#### Given text ####

The Speakership That Could Not Survive Its Own Coalition
Kevin McCarthy spent nearly a decade positioning himself to become House Speaker. He had been the House majority Whip, then Majority Leader, then Minority Leader. He ran for Speaker in 2015 after John Boehner's resignation but withdrew before the vote, apparently concluding he lacked the votes. He waited. He built relationships. He became the most prominent Republican in the House during the Trump years, managing the difficult task of remaining close to Trump while representing a competitive California district that would ultimately flip Democratic, forcing him to relocate his political base.
In January 2023, McCarthy finally won the speakership — but only after fifteen rounds of voting and a series of concessions to the House Freedom Caucus that would prove fateful. Among those concessions was reinstating the rule allowing a single member to file a motion to vacate the chair, a procedural weapon that had been restricted since the Tea Party era. McCarthy agreed to the change believing it would never actually be used. Matt Gaetz used it nine months later.
The proximate cause of the October 2023 vote was McCarthy's decision to pass a short-term continuing resolution with Democratic support to avoid a government shutdown. The Freedom Caucus had been pushing for deeper spending cuts and was furious that McCarthy had again worked around them to govern. But the deeper problem was structural: McCarthy had won the speakership by promising things to both the Republican center and the hard right that were fundamentally incompatible. He could not satisfy both simultaneously, and every governing decision generated enemies on one flank or the other.
- Kevin McCarthy (R-CA) served as Speaker of the House from January to October 2023 — the shortest speakership in modern history, ending when he was removed by a motion to vacate led by Matt Gaetz.
- He announced his resignation from Congress in December 2023, leaving mid-term — an unusual move that created a special election in California's 20th District and reflected the political damage of his ouster.

#### Source excerpt ####

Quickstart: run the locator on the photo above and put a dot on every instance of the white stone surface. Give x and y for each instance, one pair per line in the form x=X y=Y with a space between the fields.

####

Problem set
**1)** In the text about Kevin McCarthy's speakership, how many rounds of voting did he need to win the speakership in January 2023?
**2)** Go on with the piece about Kevin McCarthy's speakership, picking up right after its last line.

Results for the exercise
**1)** Fifteen rounds.

**2)**
- McCarthy represented California's Central Valley (Bakersfield area) for 16 years (2007-2023) and served as House Majority Leader and Minority Leader before becoming Speaker.
- His removal represented a historic fracture in Republican caucus discipline — McCarthy had made significant concessions to the Freedom Caucus to win the speakership, only to be deposed when he negotiated a bipartisan spending deal.
The Motion to Vacate: A Historic First
On October 3, 2023, Matt Gaetz stood up and called the motion to vacate. This had happened before in American history — in 1910, insurgent Republicans stripped Speaker Joe Cannon of his committee appointment powers — but no Speaker had ever actually been removed mid-term by a floor vote. McCarthy lost 210-216. Eight Republicans voted with all Democrats to remove him.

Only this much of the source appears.